Extracted material ▸
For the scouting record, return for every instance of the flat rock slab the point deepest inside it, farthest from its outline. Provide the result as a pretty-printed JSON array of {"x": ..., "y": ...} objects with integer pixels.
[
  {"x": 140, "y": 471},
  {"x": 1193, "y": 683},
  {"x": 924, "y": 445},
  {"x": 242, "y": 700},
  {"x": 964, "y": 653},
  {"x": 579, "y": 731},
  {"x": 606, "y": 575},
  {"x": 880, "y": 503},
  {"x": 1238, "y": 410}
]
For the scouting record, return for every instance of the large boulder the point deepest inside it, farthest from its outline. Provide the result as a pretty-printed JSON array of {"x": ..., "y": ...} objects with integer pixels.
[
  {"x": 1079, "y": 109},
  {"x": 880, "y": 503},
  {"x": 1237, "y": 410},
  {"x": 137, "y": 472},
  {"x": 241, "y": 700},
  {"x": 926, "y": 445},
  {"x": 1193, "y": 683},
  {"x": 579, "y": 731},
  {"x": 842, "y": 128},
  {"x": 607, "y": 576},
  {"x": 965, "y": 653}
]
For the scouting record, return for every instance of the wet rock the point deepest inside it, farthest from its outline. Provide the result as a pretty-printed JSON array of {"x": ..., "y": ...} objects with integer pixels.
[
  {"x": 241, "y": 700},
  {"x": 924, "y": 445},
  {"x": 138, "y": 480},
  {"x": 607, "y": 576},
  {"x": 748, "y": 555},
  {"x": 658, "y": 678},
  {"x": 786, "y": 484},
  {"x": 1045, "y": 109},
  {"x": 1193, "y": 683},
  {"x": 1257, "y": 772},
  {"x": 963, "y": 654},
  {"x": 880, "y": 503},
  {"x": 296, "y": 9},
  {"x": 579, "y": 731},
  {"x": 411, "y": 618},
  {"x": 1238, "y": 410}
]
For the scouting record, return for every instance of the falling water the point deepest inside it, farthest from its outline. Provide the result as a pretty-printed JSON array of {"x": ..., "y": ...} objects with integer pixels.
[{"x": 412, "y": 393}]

Set problem ▸ Reproduce every item above verbatim, preserving the original order.

Result of the exercise ▸
For the scouting record, return for every instance of the flat rock slab the point deepest inside it, farthest from its outline. Provide the result as a pretty-printed JSON array of {"x": ..., "y": ...} objects with integer pixels.
[
  {"x": 140, "y": 471},
  {"x": 1193, "y": 683},
  {"x": 924, "y": 445},
  {"x": 242, "y": 700},
  {"x": 964, "y": 653},
  {"x": 579, "y": 731},
  {"x": 606, "y": 575},
  {"x": 880, "y": 503},
  {"x": 1238, "y": 410}
]
For the scouting record, return for every instance of the large boulder the point deepest inside it, farthest from its outline. Provide the result as a pretty-printed JSON array of {"x": ..., "y": ...} objects with integer pixels.
[
  {"x": 1079, "y": 109},
  {"x": 880, "y": 503},
  {"x": 1237, "y": 410},
  {"x": 137, "y": 472},
  {"x": 241, "y": 700},
  {"x": 926, "y": 445},
  {"x": 1193, "y": 683},
  {"x": 579, "y": 731},
  {"x": 842, "y": 128},
  {"x": 607, "y": 576},
  {"x": 965, "y": 653}
]
For the scouting record, return for every instance of the wet rock the point deepest inside it, farthest from its outline. Provide the result as a pretty-printed JSON array of {"x": ..., "y": ...} objects with integer pixels.
[
  {"x": 241, "y": 700},
  {"x": 924, "y": 445},
  {"x": 138, "y": 480},
  {"x": 607, "y": 576},
  {"x": 748, "y": 555},
  {"x": 658, "y": 678},
  {"x": 786, "y": 484},
  {"x": 1045, "y": 109},
  {"x": 1193, "y": 683},
  {"x": 1257, "y": 772},
  {"x": 963, "y": 654},
  {"x": 880, "y": 503},
  {"x": 296, "y": 9},
  {"x": 579, "y": 731},
  {"x": 411, "y": 618},
  {"x": 1238, "y": 410}
]
For the scouting record, return for every instance of the falling water the point deepest inside it, farthest from its outline. Provide the result as a pretty-printed JSON array of {"x": ..., "y": ...} objects with integer pixels.
[{"x": 412, "y": 393}]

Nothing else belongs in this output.